_Source records_:

┄┄┄┄┄┄┄┄┄┄┄┄┄┄┄┄┄┄┄┄

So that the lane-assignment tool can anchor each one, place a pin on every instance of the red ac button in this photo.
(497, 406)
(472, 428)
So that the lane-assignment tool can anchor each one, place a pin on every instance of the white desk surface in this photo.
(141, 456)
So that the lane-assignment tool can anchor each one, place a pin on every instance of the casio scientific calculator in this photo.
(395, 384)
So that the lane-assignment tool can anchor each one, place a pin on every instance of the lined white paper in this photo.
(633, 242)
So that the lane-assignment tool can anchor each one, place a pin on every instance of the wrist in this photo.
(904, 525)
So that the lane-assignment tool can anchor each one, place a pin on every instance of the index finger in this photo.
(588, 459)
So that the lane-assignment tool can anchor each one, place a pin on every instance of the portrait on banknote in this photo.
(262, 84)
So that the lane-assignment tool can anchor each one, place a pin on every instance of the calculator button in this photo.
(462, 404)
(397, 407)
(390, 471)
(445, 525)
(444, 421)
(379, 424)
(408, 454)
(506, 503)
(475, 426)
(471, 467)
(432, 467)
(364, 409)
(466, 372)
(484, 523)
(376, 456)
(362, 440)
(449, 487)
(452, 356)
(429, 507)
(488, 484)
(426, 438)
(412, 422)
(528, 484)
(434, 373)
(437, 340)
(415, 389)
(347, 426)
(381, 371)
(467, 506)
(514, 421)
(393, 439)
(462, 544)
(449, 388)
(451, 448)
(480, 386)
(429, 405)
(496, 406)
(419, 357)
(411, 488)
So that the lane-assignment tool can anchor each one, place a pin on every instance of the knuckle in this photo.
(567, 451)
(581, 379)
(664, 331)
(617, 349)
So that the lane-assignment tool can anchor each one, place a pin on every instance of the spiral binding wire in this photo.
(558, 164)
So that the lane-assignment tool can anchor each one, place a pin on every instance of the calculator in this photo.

┄┄┄┄┄┄┄┄┄┄┄┄┄┄┄┄┄┄┄┄

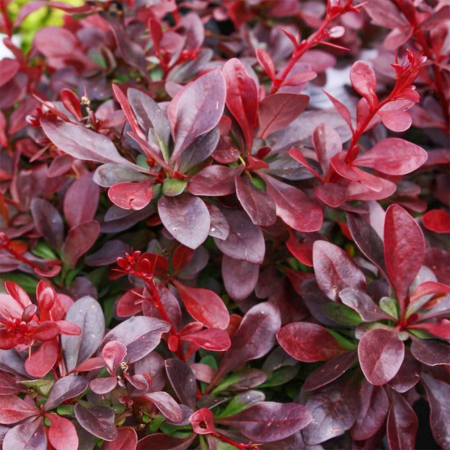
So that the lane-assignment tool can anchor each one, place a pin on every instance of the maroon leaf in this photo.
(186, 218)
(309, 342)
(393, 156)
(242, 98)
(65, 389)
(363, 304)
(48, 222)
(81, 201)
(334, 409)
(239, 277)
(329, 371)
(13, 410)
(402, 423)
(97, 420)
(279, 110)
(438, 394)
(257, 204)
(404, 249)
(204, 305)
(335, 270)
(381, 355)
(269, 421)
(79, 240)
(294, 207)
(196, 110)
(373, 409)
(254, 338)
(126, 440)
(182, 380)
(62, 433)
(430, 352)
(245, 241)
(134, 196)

┄┄┄┄┄┄┄┄┄┄┄┄┄┄┄┄┄┄┄┄

_Task statement_:
Looking at the data above, write out exactly the lines that start at the one containing "knuckle in this photo." and end at the one containing "the calculator in this photo."; include both and nothing beyond.

_Answer to the problem_:
So that the lane-assignment tool can anchor each one, place a pin on every instance of the knuckle in this photo.
(567, 451)
(581, 379)
(664, 331)
(617, 349)
So that the lane-assignment tool can anchor each one, place a pin on every instance of the spiral binding wire in this photo.
(558, 164)
So that the lane-assignment tool can anchor each one, place a pin on every instance of the calculator in this photo.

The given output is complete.